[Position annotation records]
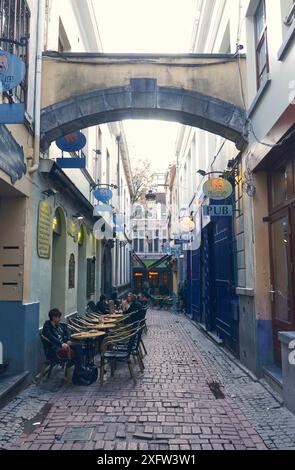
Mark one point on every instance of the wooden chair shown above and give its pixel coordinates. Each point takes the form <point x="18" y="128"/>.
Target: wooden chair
<point x="50" y="362"/>
<point x="118" y="348"/>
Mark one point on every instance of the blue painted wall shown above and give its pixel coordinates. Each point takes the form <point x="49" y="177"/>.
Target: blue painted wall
<point x="264" y="344"/>
<point x="19" y="334"/>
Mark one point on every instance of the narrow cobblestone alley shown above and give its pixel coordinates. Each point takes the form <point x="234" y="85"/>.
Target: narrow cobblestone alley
<point x="171" y="407"/>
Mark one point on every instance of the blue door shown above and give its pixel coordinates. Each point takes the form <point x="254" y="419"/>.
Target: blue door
<point x="226" y="300"/>
<point x="207" y="291"/>
<point x="188" y="282"/>
<point x="196" y="285"/>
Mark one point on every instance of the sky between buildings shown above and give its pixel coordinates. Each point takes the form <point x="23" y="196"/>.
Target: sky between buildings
<point x="160" y="26"/>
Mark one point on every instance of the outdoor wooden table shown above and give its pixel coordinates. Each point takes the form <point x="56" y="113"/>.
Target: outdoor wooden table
<point x="88" y="337"/>
<point x="113" y="317"/>
<point x="106" y="325"/>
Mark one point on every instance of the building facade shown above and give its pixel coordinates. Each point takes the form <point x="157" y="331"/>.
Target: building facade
<point x="239" y="269"/>
<point x="50" y="254"/>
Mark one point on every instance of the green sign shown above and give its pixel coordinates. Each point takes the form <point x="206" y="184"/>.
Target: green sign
<point x="218" y="211"/>
<point x="217" y="188"/>
<point x="44" y="230"/>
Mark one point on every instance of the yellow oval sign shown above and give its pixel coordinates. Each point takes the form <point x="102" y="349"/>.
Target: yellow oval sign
<point x="217" y="188"/>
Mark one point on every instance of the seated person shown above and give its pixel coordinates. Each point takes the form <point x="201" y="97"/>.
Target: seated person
<point x="58" y="335"/>
<point x="114" y="298"/>
<point x="102" y="305"/>
<point x="143" y="299"/>
<point x="133" y="306"/>
<point x="91" y="307"/>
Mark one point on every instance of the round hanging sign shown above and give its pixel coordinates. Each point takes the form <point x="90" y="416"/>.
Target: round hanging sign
<point x="217" y="188"/>
<point x="12" y="71"/>
<point x="103" y="194"/>
<point x="71" y="142"/>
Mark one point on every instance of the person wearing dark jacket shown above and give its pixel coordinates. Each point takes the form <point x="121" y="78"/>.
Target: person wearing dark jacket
<point x="58" y="339"/>
<point x="102" y="306"/>
<point x="133" y="307"/>
<point x="114" y="298"/>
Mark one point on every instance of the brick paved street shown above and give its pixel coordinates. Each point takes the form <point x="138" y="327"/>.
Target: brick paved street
<point x="171" y="407"/>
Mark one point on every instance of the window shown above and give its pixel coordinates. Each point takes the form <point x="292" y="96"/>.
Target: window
<point x="262" y="63"/>
<point x="15" y="24"/>
<point x="135" y="244"/>
<point x="288" y="13"/>
<point x="141" y="246"/>
<point x="90" y="282"/>
<point x="72" y="272"/>
<point x="63" y="41"/>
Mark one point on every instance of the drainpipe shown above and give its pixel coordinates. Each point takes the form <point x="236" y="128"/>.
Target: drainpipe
<point x="37" y="97"/>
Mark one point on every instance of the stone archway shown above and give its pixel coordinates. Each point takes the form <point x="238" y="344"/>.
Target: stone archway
<point x="201" y="90"/>
<point x="143" y="99"/>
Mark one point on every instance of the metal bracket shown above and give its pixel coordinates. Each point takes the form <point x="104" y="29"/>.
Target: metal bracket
<point x="23" y="42"/>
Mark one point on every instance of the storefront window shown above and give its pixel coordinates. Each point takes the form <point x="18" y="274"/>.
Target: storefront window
<point x="281" y="263"/>
<point x="279" y="185"/>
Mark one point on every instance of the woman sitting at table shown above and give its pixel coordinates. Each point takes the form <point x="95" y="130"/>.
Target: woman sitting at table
<point x="58" y="340"/>
<point x="114" y="298"/>
<point x="102" y="306"/>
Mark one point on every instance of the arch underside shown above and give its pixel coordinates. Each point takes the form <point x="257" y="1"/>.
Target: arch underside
<point x="143" y="99"/>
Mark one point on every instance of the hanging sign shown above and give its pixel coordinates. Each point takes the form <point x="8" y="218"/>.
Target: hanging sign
<point x="101" y="208"/>
<point x="71" y="142"/>
<point x="217" y="188"/>
<point x="167" y="248"/>
<point x="70" y="162"/>
<point x="11" y="155"/>
<point x="44" y="230"/>
<point x="12" y="71"/>
<point x="103" y="194"/>
<point x="218" y="211"/>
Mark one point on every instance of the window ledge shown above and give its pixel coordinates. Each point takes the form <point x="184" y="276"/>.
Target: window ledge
<point x="258" y="96"/>
<point x="287" y="43"/>
<point x="245" y="291"/>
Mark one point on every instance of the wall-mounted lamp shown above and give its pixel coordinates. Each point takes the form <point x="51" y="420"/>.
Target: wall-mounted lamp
<point x="49" y="192"/>
<point x="205" y="173"/>
<point x="78" y="216"/>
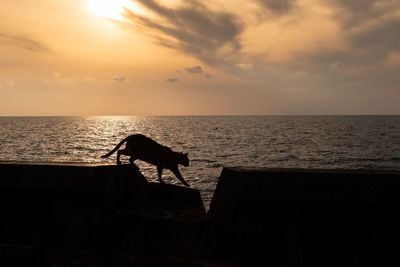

# [Exercise requirements]
Copy out each line of the listing that contains the word "bracket".

# [Task solution]
Mark one point on every instance of the metal bracket shown above and give its pixel coordinates. Each point takes the form <point x="104" y="29"/>.
Target: metal bracket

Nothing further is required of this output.